— Consignes —
1. Recopiez tel quel le passage de l'extrait qui va de « Selon un mythe » à « des conditions professionnelles. ».
2. Réécrivez sous forme de liste le paragraphe de l'extrait qui commence par « Selon un mythe scandinave », en conservant ses faits essentiels.

— Extrait —
------------------------

Selon un mythe scandinave, le nordagust est l'esprit du Vent du Nord, une force sage et omnisciente. Nordagust, le groupe, c'est un peu ça aussi, une force tranquille et éthérée, impalpable et pourtant apte à vous faire perdre l'équilibre. Formé il y a déjà plus de dix ans, le groupe a vivoté de démos en démos jusqu'à ce que les maquettes de cet album attirent l'attention d'un label, et que ledit album soit enfin enregistré dans des conditions professionnelles.

------------------------

— Liste des entrées —
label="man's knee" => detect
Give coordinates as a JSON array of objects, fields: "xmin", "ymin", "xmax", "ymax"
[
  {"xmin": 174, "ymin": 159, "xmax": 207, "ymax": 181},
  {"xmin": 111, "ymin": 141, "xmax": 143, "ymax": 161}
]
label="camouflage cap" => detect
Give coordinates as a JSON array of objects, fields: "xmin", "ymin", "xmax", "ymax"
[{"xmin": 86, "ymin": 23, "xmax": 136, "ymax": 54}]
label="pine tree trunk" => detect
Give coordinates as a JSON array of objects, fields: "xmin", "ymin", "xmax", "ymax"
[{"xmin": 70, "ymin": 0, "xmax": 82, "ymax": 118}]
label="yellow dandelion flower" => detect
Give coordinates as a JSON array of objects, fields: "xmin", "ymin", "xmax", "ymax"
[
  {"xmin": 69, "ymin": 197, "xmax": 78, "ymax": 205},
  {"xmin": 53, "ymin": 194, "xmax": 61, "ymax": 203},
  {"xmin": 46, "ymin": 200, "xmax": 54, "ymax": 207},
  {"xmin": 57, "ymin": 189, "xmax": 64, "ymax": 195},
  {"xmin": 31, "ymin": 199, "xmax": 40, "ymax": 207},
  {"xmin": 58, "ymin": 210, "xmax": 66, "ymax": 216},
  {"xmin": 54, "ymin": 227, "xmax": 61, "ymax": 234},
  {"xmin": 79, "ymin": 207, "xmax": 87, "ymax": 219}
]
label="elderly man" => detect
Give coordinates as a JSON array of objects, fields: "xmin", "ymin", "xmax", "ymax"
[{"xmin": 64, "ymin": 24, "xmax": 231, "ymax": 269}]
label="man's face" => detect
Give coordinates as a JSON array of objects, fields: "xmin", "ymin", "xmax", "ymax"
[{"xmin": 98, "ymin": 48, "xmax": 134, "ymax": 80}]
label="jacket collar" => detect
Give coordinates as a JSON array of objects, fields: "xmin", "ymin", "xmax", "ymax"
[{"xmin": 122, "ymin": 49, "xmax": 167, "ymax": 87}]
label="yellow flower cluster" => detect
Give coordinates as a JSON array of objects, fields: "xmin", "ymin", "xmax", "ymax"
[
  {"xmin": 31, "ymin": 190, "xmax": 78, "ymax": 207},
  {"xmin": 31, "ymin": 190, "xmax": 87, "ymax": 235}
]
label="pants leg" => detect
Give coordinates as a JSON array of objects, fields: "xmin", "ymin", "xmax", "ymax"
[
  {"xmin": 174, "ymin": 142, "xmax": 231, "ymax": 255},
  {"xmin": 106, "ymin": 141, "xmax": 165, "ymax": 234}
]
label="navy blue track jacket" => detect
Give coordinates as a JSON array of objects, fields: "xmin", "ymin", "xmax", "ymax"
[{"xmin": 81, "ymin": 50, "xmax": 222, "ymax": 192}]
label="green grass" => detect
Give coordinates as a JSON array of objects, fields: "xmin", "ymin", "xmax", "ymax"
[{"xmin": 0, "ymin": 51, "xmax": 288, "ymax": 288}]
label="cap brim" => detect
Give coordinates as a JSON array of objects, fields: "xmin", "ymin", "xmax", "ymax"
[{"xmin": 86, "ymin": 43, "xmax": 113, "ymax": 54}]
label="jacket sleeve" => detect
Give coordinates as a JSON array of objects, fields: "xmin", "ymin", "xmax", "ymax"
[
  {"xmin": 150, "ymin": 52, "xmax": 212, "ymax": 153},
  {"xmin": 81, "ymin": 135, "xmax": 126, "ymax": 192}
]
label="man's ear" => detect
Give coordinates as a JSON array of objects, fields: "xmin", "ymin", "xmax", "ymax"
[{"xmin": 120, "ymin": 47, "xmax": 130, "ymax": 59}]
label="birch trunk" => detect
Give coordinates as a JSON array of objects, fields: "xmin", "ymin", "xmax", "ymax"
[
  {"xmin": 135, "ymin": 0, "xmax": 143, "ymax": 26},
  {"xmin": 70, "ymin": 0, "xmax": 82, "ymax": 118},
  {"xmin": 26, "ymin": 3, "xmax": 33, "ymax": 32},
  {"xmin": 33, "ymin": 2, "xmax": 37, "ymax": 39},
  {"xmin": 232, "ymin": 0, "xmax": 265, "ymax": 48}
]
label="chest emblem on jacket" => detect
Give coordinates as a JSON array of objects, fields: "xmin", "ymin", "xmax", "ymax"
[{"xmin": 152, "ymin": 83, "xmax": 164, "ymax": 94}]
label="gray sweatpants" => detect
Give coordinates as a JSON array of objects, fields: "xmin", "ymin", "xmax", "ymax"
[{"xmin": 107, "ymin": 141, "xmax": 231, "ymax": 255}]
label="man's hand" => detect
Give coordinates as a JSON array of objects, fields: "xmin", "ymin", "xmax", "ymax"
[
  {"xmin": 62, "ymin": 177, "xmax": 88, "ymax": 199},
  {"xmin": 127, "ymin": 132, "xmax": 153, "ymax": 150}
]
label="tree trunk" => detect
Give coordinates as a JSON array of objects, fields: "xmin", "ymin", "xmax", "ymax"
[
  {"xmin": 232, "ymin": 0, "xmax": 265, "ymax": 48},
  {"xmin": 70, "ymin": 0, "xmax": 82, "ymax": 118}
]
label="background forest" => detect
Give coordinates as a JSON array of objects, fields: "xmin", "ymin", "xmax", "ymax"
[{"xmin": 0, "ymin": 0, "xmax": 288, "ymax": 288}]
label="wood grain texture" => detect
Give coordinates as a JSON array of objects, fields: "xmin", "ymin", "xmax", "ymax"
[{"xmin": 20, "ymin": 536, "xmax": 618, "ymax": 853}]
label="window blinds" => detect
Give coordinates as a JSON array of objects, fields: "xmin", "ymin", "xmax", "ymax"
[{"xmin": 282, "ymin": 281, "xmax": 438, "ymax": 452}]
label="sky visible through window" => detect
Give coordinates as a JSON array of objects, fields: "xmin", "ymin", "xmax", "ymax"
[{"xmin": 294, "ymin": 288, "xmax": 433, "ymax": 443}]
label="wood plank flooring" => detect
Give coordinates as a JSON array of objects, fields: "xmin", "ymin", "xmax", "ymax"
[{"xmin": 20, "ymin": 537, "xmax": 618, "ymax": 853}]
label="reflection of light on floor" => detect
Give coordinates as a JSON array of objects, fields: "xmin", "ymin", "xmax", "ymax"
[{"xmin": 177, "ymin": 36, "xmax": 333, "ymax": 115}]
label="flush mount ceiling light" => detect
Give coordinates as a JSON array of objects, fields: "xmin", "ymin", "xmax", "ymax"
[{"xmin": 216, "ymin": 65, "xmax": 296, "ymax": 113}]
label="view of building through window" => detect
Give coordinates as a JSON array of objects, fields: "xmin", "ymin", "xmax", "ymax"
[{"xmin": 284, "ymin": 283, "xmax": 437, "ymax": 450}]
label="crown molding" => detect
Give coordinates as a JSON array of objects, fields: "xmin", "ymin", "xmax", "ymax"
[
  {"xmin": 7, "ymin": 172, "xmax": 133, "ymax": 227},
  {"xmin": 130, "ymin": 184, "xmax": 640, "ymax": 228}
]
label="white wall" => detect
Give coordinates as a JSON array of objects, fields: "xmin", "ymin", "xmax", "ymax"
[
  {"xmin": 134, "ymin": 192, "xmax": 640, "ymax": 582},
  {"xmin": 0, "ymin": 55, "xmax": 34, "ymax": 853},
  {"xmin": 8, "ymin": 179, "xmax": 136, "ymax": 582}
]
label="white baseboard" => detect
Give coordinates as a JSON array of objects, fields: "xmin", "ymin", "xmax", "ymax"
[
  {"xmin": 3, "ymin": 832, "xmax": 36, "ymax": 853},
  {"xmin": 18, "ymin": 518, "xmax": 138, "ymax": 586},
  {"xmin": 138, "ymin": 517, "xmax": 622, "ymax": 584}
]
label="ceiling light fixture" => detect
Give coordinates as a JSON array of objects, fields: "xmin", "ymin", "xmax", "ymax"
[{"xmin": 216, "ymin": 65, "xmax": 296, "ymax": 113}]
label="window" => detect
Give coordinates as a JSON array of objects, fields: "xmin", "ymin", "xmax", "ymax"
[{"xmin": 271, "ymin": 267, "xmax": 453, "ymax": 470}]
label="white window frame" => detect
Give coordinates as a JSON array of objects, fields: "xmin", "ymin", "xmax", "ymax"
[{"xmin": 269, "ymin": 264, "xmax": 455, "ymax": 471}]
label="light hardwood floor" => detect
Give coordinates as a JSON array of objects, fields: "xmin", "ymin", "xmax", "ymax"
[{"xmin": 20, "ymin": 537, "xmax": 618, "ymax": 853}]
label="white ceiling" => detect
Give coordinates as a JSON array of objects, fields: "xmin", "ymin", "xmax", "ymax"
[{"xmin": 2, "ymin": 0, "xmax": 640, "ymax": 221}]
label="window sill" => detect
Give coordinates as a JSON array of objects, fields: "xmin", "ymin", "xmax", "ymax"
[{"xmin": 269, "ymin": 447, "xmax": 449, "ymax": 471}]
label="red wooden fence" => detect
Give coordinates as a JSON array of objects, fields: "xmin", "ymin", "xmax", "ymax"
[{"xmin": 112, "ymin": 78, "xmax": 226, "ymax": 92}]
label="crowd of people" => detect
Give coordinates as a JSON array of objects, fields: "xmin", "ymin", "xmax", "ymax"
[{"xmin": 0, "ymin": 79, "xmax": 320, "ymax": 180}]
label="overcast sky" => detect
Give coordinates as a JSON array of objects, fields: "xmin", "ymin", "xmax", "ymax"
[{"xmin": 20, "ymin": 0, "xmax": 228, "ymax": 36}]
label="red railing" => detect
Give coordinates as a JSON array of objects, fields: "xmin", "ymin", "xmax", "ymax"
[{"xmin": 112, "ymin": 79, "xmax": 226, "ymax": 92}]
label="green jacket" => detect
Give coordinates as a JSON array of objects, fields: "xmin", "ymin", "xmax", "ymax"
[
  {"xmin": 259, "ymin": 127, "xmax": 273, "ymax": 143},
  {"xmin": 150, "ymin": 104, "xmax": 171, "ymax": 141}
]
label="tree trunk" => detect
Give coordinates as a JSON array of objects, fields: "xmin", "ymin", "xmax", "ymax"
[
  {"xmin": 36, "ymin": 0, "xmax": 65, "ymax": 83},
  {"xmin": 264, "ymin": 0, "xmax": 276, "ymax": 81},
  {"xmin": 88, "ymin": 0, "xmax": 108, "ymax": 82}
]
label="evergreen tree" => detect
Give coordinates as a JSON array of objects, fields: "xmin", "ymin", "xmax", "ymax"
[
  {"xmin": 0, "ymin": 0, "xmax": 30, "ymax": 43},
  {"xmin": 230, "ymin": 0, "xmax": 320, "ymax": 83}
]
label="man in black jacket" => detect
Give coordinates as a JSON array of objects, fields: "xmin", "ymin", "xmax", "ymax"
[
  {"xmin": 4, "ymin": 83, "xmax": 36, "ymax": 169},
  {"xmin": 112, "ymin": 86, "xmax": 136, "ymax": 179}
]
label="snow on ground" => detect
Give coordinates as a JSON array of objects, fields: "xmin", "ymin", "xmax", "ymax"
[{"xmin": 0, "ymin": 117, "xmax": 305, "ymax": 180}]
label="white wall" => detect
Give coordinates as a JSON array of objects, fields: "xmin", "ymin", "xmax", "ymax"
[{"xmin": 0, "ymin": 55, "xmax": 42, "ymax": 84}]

------------------------

— Corrigé —
1.
Selon un mythe scandinave, le nordagust est l'esprit du Vent du Nord, une force sage et omnisciente. Nordagust, le groupe, c'est un peu ça aussi, une force tranquille et éthérée, impalpable et pourtant apte à vous faire perdre l'équilibre. Formé il y a déjà plus de dix ans, le groupe a vivoté de démos en démos jusqu'à ce que les maquettes de cet album attirent l'attention d'un label, et que ledit album soit enfin enregistré dans des conditions professionnelles.

2.
- Dans un mythe scandinave, le nordagust est l'esprit du Vent du Nord, une force sage et omnisciente.
- Le groupe Nordagust lui ressemble : une force tranquille, éthérée et impalpable, mais capable de faire perdre l'équilibre.
- Formé il y a plus de dix ans, le groupe a vivoté de démo en démo.
- Les maquettes de cet album ont attiré l'attention d'un label.
- L'album a enfin été enregistré dans des conditions professionnelles.